### [What is asked]
Starting with the line that holds "Practice step: label each instance of the park", copy out each remaining line of the listing below, up to and including the last one, and include nothing else.

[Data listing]
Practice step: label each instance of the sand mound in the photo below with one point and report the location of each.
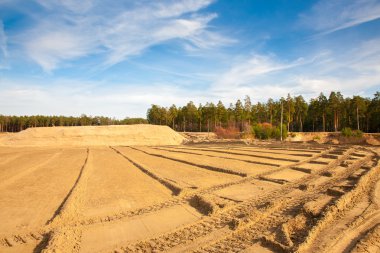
(94, 136)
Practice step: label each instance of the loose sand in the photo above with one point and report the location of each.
(100, 189)
(94, 136)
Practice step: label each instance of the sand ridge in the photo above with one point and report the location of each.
(141, 134)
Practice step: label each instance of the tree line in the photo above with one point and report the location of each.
(19, 123)
(323, 113)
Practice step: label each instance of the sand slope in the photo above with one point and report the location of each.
(94, 136)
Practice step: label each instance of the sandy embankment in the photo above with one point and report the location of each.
(94, 136)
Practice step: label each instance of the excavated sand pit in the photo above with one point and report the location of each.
(199, 198)
(93, 136)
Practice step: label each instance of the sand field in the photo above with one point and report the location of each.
(190, 198)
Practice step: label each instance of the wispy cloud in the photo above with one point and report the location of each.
(330, 16)
(265, 76)
(115, 31)
(3, 46)
(248, 71)
(74, 97)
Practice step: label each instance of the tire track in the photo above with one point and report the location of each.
(211, 168)
(65, 229)
(176, 190)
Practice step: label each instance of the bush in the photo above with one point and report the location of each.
(266, 131)
(227, 133)
(348, 132)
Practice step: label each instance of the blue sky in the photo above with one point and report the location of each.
(116, 58)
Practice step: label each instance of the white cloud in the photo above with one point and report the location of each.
(115, 31)
(329, 16)
(74, 97)
(3, 46)
(250, 70)
(264, 76)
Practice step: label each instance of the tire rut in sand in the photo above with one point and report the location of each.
(244, 220)
(65, 233)
(168, 184)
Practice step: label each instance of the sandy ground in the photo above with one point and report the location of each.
(198, 198)
(93, 136)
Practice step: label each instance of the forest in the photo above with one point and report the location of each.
(19, 123)
(321, 114)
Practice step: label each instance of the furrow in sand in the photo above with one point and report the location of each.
(66, 232)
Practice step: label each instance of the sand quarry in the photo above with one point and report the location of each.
(141, 189)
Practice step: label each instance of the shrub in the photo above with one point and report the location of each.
(227, 133)
(348, 132)
(266, 131)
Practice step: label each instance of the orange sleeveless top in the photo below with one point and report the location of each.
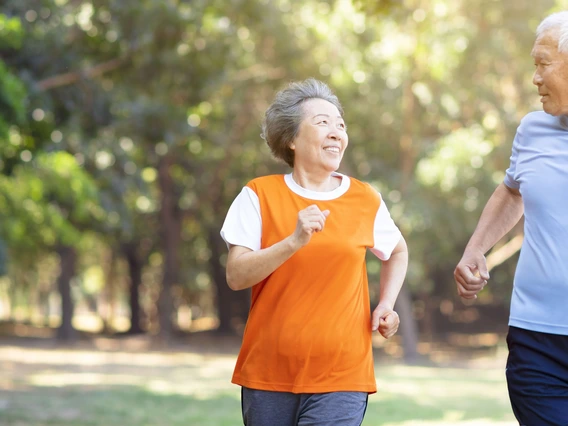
(309, 327)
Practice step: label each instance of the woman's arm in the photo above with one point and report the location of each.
(246, 267)
(393, 272)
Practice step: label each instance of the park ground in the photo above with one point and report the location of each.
(131, 381)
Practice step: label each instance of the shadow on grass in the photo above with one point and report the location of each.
(115, 406)
(399, 408)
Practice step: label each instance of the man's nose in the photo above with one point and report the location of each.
(537, 78)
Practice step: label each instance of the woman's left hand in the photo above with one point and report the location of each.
(385, 320)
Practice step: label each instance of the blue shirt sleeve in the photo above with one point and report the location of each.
(510, 180)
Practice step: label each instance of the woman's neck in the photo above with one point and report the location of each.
(314, 182)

### [Answer for the task]
Practice step: label each instance of the park ground in the photo above with one point and report the location of each.
(131, 381)
Practice step: label each instance of the shadow on grass in the photo above with one point and report the location of each.
(115, 406)
(399, 408)
Practice step: label each instance of the man's nose in the photo above with one point and report the location of each.
(537, 78)
Practice step: label each instance of the woman's left hand in the photo above with one point and report the location of each.
(385, 320)
Practice step: label each instance of the blue shirt sleeve in the photo above with one point and report the location of each.
(510, 180)
Practice step: label each instance of the woman's neck in the photo above with one point and report the location of each.
(314, 182)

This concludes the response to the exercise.